● **Record excerpts**

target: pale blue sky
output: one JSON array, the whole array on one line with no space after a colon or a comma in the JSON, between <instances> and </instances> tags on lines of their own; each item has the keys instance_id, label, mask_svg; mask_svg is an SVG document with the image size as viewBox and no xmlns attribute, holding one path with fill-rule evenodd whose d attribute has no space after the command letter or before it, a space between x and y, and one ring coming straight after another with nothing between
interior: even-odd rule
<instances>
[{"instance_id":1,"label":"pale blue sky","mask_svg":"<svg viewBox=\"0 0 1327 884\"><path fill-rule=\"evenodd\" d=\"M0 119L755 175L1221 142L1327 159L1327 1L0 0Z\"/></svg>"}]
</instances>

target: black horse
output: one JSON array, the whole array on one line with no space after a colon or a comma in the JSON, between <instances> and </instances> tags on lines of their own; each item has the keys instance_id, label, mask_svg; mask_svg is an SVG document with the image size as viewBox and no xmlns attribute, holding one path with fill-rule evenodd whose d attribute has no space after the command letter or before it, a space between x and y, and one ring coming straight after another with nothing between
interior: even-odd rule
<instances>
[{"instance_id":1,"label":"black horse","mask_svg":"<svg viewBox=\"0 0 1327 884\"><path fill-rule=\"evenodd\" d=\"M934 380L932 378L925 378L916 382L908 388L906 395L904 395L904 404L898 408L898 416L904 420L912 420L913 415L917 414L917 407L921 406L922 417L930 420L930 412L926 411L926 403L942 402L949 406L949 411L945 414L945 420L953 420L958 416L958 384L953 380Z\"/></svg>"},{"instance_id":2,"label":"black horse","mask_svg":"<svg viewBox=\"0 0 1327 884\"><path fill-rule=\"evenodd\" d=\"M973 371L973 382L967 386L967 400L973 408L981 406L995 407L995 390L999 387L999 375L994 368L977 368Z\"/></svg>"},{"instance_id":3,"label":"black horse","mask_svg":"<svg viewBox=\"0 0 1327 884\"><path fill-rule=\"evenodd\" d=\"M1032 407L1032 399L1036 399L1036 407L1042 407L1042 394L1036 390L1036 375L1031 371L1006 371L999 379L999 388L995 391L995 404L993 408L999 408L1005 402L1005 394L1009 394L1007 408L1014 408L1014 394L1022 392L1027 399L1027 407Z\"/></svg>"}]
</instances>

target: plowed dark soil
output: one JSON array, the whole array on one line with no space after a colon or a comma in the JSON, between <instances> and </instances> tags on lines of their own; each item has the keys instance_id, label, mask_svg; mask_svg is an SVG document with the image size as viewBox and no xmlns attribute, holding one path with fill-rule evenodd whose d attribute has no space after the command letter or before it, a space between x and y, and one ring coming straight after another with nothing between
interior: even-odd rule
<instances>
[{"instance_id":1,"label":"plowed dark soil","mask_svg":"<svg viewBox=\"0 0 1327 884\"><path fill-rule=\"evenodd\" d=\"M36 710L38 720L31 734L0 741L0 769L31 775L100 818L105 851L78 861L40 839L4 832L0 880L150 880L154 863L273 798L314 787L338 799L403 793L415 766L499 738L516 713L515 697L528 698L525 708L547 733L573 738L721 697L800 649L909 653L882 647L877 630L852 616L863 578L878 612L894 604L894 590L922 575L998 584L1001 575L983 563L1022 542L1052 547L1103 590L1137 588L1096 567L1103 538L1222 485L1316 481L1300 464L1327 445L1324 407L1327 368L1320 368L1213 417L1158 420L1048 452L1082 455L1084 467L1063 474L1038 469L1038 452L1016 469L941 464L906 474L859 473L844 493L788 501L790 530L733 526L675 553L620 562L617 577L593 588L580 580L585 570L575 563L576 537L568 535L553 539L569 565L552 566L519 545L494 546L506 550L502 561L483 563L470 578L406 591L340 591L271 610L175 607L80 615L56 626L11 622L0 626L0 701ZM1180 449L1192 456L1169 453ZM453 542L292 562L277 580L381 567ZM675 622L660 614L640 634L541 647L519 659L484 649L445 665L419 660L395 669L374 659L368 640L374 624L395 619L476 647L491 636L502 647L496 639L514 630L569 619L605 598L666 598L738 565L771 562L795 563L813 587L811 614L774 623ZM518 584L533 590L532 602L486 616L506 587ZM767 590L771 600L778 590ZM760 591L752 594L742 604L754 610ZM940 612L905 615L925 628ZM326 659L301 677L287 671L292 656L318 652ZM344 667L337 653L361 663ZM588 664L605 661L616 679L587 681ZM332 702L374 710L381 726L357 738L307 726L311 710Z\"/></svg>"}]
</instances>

● **Exercise prompt**
Rewrite all the items above as a JSON list of strings, with one string for each line and the blank lines omitted.

● **Solved exercise**
[
  "target: pale blue sky",
  "output: one JSON array, the whole array on one line with no space after a colon or a comma in the JSON, between <instances> and </instances> tags on lines of their own; each item has the keys instance_id, label, mask_svg; mask_svg is an SVG document with the image size as viewBox and no xmlns attribute, holding one path with fill-rule evenodd whose d attribute has no space after the command letter or before it, a space between x and y, and one ring coming straight after another with nothing between",
  "interior: even-odd rule",
  "<instances>",
  "[{\"instance_id\":1,\"label\":\"pale blue sky\",\"mask_svg\":\"<svg viewBox=\\\"0 0 1327 884\\\"><path fill-rule=\\\"evenodd\\\" d=\\\"M0 119L755 175L1221 142L1327 159L1327 1L0 0Z\\\"/></svg>\"}]",
  "</instances>",
  "target: black horse",
  "output: one JSON array, the whole array on one line with no space after a colon or a comma in the JSON, between <instances> and </instances> tags on lines of their own; each item has the keys instance_id, label, mask_svg; mask_svg is an SVG document with the image size as viewBox and no xmlns attribute, holding one path with fill-rule evenodd whose d attribute has no space after the command letter or before it, a space between x and y, and one ring coming straight after another with nothing between",
  "interior: even-odd rule",
  "<instances>",
  "[{\"instance_id\":1,\"label\":\"black horse\",\"mask_svg\":\"<svg viewBox=\\\"0 0 1327 884\\\"><path fill-rule=\\\"evenodd\\\" d=\\\"M934 380L932 378L925 378L916 382L908 388L906 395L904 395L904 404L898 408L898 416L904 420L912 420L913 415L917 414L917 407L921 406L922 417L930 420L930 412L926 411L926 403L942 402L949 406L949 411L945 414L945 420L953 420L958 416L958 384L953 380Z\\\"/></svg>\"},{\"instance_id\":2,\"label\":\"black horse\",\"mask_svg\":\"<svg viewBox=\\\"0 0 1327 884\\\"><path fill-rule=\\\"evenodd\\\" d=\\\"M973 371L973 382L967 386L967 400L973 408L981 406L995 407L995 390L999 387L999 375L994 368L977 368Z\\\"/></svg>\"},{\"instance_id\":3,\"label\":\"black horse\",\"mask_svg\":\"<svg viewBox=\\\"0 0 1327 884\\\"><path fill-rule=\\\"evenodd\\\" d=\\\"M1032 407L1032 399L1036 399L1036 407L1042 407L1042 394L1036 390L1036 375L1031 371L1006 371L999 379L999 388L995 391L995 404L993 408L999 408L1005 402L1005 394L1009 394L1007 408L1014 408L1014 394L1022 392L1027 399L1027 407Z\\\"/></svg>\"}]",
  "</instances>",
  "target: plowed dark soil",
  "output: one JSON array, the whole array on one line with no space after a colon or a comma in the JSON, between <instances> and </instances> tags on lines of their own; each item has the keys instance_id, label, mask_svg; mask_svg is an SVG document with the image size as viewBox and no xmlns attribute, holding one path with fill-rule evenodd whose d attribute has no space after the command letter or before it, a space between x and y, and one ring coming straight after another with nothing between",
  "interior: even-odd rule",
  "<instances>",
  "[{\"instance_id\":1,\"label\":\"plowed dark soil\",\"mask_svg\":\"<svg viewBox=\\\"0 0 1327 884\\\"><path fill-rule=\\\"evenodd\\\" d=\\\"M36 710L38 720L31 734L0 741L0 769L31 775L100 818L105 851L78 861L40 839L4 832L0 880L150 880L154 863L273 798L314 787L338 799L403 793L415 766L499 738L516 713L515 697L528 698L525 708L547 733L573 738L721 697L800 649L909 653L882 647L877 630L852 616L863 578L878 612L894 604L894 590L922 575L998 584L1001 575L983 563L1022 542L1052 547L1103 590L1137 588L1096 567L1103 538L1222 485L1316 481L1300 464L1327 445L1324 407L1327 368L1320 368L1213 417L1158 420L1048 452L1082 455L1084 467L1063 474L1038 469L1038 452L1016 469L941 464L906 474L859 473L844 493L788 501L790 530L733 526L675 553L620 562L617 577L593 588L580 580L585 570L575 563L576 537L568 535L553 539L569 565L552 566L519 545L494 546L506 550L502 561L483 563L470 578L406 591L340 591L271 610L175 607L80 615L56 626L11 622L0 626L0 701ZM1180 449L1192 456L1169 453ZM453 542L292 562L277 580L381 567ZM675 622L660 614L640 634L541 647L519 659L484 649L445 665L419 660L395 669L374 659L368 640L374 624L395 619L476 647L491 636L502 647L496 639L514 630L569 619L605 598L666 598L738 565L771 562L795 563L813 587L811 614L774 623ZM518 584L533 590L532 602L486 616L506 587ZM767 590L771 600L778 590ZM760 591L752 594L742 604L754 610ZM940 612L905 615L925 628ZM326 659L301 677L287 671L292 656L318 652ZM344 667L337 653L361 663ZM588 664L605 661L616 679L587 681ZM332 702L374 710L381 726L357 738L307 726L311 710Z\\\"/></svg>\"}]",
  "</instances>"
]